_TASK GOAL_:
Search the records for "background" and copy each line that holds it.

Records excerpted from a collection

---

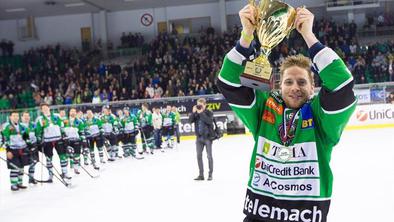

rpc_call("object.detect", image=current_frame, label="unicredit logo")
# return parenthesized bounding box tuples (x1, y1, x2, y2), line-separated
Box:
(255, 157, 262, 169)
(356, 110, 368, 122)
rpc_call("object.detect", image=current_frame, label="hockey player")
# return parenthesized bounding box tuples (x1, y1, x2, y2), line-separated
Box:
(85, 109, 104, 169)
(114, 109, 124, 158)
(77, 110, 90, 166)
(62, 108, 85, 174)
(36, 103, 71, 182)
(120, 107, 140, 158)
(172, 106, 181, 144)
(20, 111, 40, 184)
(58, 109, 67, 121)
(161, 105, 176, 148)
(137, 103, 154, 154)
(3, 111, 30, 191)
(101, 105, 120, 161)
(217, 5, 356, 222)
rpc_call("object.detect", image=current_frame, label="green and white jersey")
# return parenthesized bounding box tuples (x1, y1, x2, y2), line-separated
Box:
(120, 114, 139, 134)
(137, 110, 153, 128)
(20, 121, 38, 145)
(217, 42, 356, 222)
(35, 113, 63, 142)
(84, 117, 102, 138)
(2, 121, 28, 150)
(162, 111, 176, 127)
(100, 113, 119, 135)
(62, 117, 85, 141)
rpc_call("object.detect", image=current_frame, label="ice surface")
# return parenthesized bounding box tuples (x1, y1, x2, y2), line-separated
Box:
(0, 128, 393, 222)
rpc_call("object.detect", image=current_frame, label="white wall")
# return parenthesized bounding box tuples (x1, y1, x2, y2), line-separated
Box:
(0, 0, 365, 54)
(0, 13, 92, 54)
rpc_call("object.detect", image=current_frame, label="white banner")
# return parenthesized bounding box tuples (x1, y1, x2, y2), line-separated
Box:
(354, 89, 371, 104)
(348, 104, 394, 126)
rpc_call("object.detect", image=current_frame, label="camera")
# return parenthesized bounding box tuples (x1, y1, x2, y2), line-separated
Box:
(196, 105, 202, 110)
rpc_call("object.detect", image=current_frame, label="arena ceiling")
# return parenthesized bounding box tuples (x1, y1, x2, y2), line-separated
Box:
(0, 0, 240, 20)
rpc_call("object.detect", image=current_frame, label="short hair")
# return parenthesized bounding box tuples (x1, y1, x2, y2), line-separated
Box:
(197, 98, 206, 105)
(142, 103, 149, 109)
(279, 55, 314, 86)
(40, 103, 49, 109)
(10, 110, 19, 115)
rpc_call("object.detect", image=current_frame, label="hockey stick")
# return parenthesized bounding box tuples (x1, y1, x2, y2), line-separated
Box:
(36, 159, 71, 188)
(67, 145, 99, 178)
(0, 156, 50, 184)
(139, 127, 153, 154)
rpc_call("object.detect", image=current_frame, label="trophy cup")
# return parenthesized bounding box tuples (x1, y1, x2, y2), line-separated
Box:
(240, 0, 297, 91)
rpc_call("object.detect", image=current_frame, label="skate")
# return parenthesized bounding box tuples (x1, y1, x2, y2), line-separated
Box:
(17, 184, 28, 189)
(74, 168, 80, 175)
(61, 173, 72, 180)
(47, 176, 53, 183)
(11, 185, 19, 191)
(29, 178, 37, 184)
(93, 163, 100, 170)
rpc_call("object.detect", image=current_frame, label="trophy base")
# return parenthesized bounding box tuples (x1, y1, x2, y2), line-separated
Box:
(240, 59, 273, 91)
(240, 74, 272, 91)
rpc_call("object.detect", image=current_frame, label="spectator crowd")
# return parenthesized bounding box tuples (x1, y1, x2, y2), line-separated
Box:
(0, 17, 394, 110)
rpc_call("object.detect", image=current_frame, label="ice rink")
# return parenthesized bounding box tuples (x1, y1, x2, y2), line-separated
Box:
(0, 128, 393, 222)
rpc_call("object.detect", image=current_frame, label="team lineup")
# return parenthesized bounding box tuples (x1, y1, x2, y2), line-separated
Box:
(1, 103, 181, 190)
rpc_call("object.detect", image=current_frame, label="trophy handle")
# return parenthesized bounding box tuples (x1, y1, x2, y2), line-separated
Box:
(248, 0, 260, 29)
(248, 0, 255, 7)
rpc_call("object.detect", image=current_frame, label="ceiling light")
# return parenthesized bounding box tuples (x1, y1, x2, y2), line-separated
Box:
(65, 2, 86, 7)
(5, 8, 26, 12)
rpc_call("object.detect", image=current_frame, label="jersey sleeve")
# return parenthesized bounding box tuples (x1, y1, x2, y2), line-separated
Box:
(216, 42, 269, 136)
(2, 123, 10, 146)
(309, 42, 357, 147)
(35, 117, 43, 142)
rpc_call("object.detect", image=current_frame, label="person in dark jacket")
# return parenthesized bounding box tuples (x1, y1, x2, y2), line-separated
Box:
(189, 98, 214, 181)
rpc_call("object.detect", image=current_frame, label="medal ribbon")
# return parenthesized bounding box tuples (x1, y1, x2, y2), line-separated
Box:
(280, 108, 299, 146)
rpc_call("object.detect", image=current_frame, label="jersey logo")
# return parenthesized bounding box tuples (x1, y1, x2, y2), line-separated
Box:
(266, 97, 283, 115)
(300, 103, 314, 129)
(262, 110, 275, 124)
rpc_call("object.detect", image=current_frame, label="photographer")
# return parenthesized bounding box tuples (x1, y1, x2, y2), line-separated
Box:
(189, 98, 214, 181)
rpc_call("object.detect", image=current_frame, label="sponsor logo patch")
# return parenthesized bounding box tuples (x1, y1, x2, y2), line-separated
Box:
(301, 118, 314, 129)
(263, 110, 275, 124)
(266, 97, 283, 115)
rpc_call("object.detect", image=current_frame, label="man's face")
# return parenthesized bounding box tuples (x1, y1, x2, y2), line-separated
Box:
(166, 106, 171, 112)
(77, 111, 83, 118)
(103, 108, 110, 115)
(22, 113, 30, 123)
(87, 110, 93, 119)
(59, 110, 66, 117)
(41, 105, 50, 115)
(280, 66, 314, 109)
(10, 113, 19, 123)
(172, 106, 177, 112)
(69, 109, 77, 118)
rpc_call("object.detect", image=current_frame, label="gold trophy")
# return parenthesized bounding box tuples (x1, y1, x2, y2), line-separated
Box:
(240, 0, 297, 91)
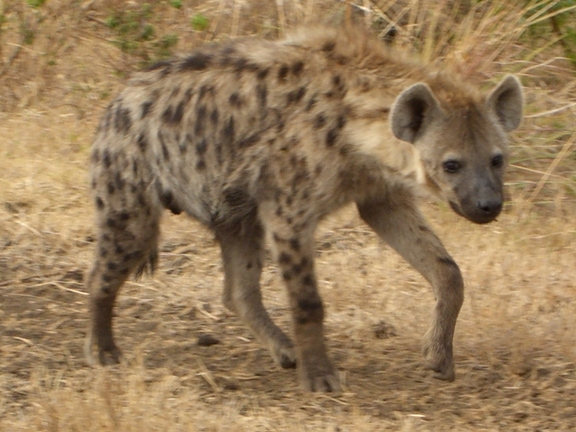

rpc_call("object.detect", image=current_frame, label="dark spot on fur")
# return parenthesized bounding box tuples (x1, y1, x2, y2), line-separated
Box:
(297, 297, 321, 311)
(223, 116, 235, 142)
(322, 41, 335, 52)
(278, 252, 292, 265)
(332, 74, 341, 87)
(115, 244, 124, 254)
(337, 114, 347, 129)
(114, 107, 132, 134)
(132, 160, 139, 175)
(211, 108, 219, 125)
(256, 82, 267, 107)
(102, 274, 114, 283)
(256, 68, 269, 80)
(137, 133, 147, 152)
(295, 296, 322, 324)
(180, 52, 211, 71)
(106, 261, 118, 271)
(179, 135, 189, 154)
(170, 86, 181, 99)
(305, 95, 317, 111)
(233, 57, 259, 73)
(198, 84, 210, 100)
(106, 218, 116, 228)
(289, 238, 300, 252)
(196, 160, 206, 170)
(282, 270, 293, 281)
(302, 274, 315, 287)
(292, 257, 309, 276)
(196, 138, 207, 156)
(162, 102, 184, 125)
(314, 113, 326, 129)
(195, 105, 207, 135)
(238, 133, 260, 149)
(183, 88, 193, 103)
(159, 132, 170, 161)
(229, 92, 243, 107)
(418, 225, 430, 232)
(162, 106, 174, 124)
(286, 86, 307, 105)
(291, 61, 304, 76)
(326, 127, 338, 147)
(216, 144, 223, 165)
(173, 101, 185, 123)
(103, 150, 112, 168)
(107, 182, 115, 195)
(118, 211, 130, 221)
(136, 192, 146, 207)
(99, 248, 108, 258)
(95, 197, 104, 210)
(115, 172, 125, 190)
(246, 262, 253, 270)
(339, 144, 353, 157)
(278, 65, 289, 81)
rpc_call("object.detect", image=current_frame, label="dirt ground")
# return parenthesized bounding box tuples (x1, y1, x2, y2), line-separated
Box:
(1, 1, 575, 431)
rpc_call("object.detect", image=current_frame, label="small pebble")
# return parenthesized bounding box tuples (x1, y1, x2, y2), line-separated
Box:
(197, 333, 220, 346)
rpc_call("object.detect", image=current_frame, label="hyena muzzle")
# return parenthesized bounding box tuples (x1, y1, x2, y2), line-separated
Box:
(84, 25, 523, 392)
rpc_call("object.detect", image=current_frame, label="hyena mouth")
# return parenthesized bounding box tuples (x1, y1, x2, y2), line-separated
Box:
(449, 200, 464, 217)
(449, 200, 500, 225)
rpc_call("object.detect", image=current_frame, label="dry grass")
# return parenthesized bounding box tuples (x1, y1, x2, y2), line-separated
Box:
(0, 1, 575, 430)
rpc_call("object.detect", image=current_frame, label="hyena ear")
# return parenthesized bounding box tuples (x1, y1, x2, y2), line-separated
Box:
(390, 83, 443, 143)
(486, 75, 523, 132)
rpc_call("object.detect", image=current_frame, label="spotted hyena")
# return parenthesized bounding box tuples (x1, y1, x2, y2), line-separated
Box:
(85, 25, 523, 392)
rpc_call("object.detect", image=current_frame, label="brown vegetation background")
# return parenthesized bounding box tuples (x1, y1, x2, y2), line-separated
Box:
(0, 1, 575, 430)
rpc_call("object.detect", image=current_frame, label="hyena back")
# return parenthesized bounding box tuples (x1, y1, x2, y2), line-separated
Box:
(85, 26, 523, 392)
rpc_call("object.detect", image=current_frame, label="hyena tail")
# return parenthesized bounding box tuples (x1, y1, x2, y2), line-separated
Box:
(134, 245, 159, 279)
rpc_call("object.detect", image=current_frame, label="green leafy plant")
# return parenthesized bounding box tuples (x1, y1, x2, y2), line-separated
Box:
(191, 14, 209, 31)
(26, 0, 46, 8)
(104, 3, 179, 66)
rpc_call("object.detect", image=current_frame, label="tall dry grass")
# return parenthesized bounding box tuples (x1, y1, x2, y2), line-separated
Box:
(0, 1, 575, 431)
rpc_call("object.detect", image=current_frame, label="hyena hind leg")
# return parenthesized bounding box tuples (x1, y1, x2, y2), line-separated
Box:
(84, 205, 161, 367)
(216, 218, 297, 369)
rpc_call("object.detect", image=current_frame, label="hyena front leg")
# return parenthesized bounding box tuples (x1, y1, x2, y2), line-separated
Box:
(215, 214, 296, 369)
(358, 195, 464, 381)
(260, 203, 341, 392)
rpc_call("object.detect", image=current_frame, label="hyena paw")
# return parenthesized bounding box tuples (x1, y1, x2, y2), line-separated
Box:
(422, 340, 455, 382)
(275, 345, 297, 369)
(98, 345, 122, 366)
(84, 334, 121, 367)
(299, 360, 342, 392)
(270, 336, 297, 369)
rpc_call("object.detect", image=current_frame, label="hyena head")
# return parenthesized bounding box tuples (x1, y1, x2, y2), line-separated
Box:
(390, 75, 523, 224)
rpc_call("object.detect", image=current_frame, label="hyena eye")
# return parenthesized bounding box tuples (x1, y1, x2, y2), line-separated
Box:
(491, 154, 504, 168)
(443, 160, 461, 174)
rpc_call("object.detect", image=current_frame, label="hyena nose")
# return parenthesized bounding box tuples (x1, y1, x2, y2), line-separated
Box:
(477, 199, 502, 216)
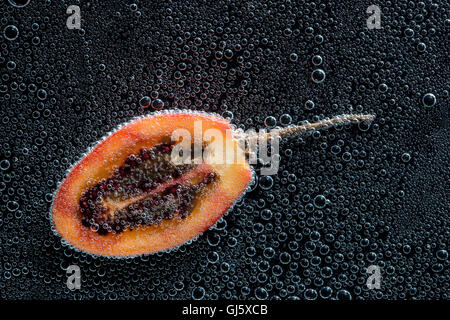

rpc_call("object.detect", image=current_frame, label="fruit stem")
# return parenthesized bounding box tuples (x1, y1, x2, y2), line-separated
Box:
(246, 114, 375, 141)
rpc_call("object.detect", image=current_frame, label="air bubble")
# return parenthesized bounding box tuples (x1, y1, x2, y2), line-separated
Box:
(401, 153, 411, 163)
(207, 251, 219, 264)
(3, 25, 19, 41)
(192, 286, 205, 300)
(8, 0, 30, 7)
(304, 289, 318, 300)
(436, 250, 448, 261)
(264, 116, 276, 128)
(139, 96, 151, 108)
(222, 110, 233, 120)
(259, 176, 273, 190)
(313, 195, 326, 208)
(422, 93, 436, 108)
(289, 53, 298, 62)
(279, 114, 292, 126)
(319, 287, 333, 299)
(312, 55, 323, 66)
(0, 0, 446, 301)
(151, 99, 164, 110)
(260, 209, 272, 220)
(0, 159, 10, 170)
(37, 89, 47, 101)
(417, 42, 426, 52)
(405, 28, 414, 37)
(255, 287, 268, 300)
(6, 61, 16, 70)
(7, 201, 19, 212)
(337, 289, 352, 300)
(305, 100, 315, 110)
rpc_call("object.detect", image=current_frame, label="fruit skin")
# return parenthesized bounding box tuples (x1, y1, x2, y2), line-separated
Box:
(51, 110, 253, 257)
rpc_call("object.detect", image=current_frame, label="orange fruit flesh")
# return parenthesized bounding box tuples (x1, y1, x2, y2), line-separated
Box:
(51, 112, 253, 257)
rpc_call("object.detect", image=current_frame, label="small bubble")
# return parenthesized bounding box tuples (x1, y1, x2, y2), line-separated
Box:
(151, 99, 164, 110)
(207, 251, 219, 264)
(129, 3, 138, 12)
(313, 195, 326, 208)
(255, 287, 268, 300)
(358, 120, 372, 132)
(436, 250, 448, 261)
(259, 176, 273, 190)
(312, 55, 323, 66)
(3, 25, 19, 41)
(342, 152, 352, 162)
(8, 0, 30, 8)
(32, 36, 40, 45)
(304, 289, 318, 300)
(192, 286, 205, 300)
(422, 93, 436, 108)
(37, 89, 47, 101)
(305, 100, 315, 110)
(206, 233, 221, 246)
(6, 61, 16, 70)
(0, 159, 10, 170)
(311, 69, 326, 83)
(7, 201, 19, 212)
(264, 116, 276, 127)
(280, 114, 292, 126)
(222, 110, 234, 120)
(337, 289, 352, 300)
(417, 42, 426, 52)
(379, 83, 388, 92)
(314, 35, 324, 44)
(289, 53, 298, 62)
(261, 209, 273, 220)
(401, 153, 411, 163)
(405, 28, 414, 37)
(320, 287, 333, 299)
(139, 96, 151, 108)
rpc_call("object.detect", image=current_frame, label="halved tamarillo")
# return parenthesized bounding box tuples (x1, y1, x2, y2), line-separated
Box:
(51, 110, 374, 257)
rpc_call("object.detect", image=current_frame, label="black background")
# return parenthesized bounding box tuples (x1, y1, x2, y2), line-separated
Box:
(0, 0, 448, 300)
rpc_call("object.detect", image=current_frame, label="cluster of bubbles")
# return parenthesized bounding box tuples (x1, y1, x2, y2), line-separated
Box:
(0, 0, 448, 300)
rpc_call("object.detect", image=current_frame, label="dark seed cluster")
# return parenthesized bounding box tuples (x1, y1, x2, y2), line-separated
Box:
(0, 0, 448, 300)
(79, 144, 215, 234)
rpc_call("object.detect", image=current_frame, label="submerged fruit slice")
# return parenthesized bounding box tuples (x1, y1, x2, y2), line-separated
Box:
(52, 111, 253, 257)
(52, 110, 374, 258)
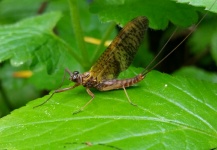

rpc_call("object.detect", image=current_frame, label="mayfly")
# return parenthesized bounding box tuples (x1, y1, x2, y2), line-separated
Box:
(35, 16, 148, 114)
(35, 1, 216, 114)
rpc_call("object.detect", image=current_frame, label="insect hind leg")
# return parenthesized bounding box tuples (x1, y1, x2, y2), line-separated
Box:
(72, 88, 95, 115)
(123, 86, 137, 106)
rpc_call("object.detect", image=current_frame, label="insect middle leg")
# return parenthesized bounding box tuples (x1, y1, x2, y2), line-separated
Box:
(72, 88, 95, 115)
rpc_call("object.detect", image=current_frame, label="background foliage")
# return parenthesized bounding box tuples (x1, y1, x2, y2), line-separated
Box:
(0, 0, 217, 149)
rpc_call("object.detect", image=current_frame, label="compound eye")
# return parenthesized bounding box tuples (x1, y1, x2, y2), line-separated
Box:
(72, 71, 79, 80)
(73, 71, 79, 75)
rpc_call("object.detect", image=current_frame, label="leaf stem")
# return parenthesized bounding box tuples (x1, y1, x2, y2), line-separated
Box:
(55, 35, 83, 63)
(91, 22, 116, 64)
(68, 0, 90, 69)
(0, 79, 12, 112)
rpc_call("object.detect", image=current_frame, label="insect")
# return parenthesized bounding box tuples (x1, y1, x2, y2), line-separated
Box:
(34, 1, 216, 114)
(35, 16, 148, 114)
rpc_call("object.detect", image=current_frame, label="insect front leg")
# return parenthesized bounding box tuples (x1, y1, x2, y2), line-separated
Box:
(72, 88, 95, 115)
(33, 84, 79, 108)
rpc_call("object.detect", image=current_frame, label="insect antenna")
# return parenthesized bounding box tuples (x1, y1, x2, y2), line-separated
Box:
(141, 27, 178, 75)
(141, 1, 216, 77)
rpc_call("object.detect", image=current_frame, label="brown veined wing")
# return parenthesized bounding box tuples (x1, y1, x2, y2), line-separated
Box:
(89, 16, 149, 82)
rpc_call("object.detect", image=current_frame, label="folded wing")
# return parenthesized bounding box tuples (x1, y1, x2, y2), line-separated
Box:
(90, 16, 149, 81)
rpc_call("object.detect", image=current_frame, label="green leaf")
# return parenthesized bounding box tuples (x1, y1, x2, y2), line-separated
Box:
(175, 0, 217, 12)
(0, 0, 45, 24)
(90, 0, 217, 29)
(0, 12, 79, 74)
(0, 71, 217, 149)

---

_TASK RESPONSE_:
rpc_call("object.detect", image=current_frame, label="brown vegetation background")
rpc_call("object.detect", image=current_frame, label="black background")
rpc_call("object.detect", image=current_frame, label="background foliage")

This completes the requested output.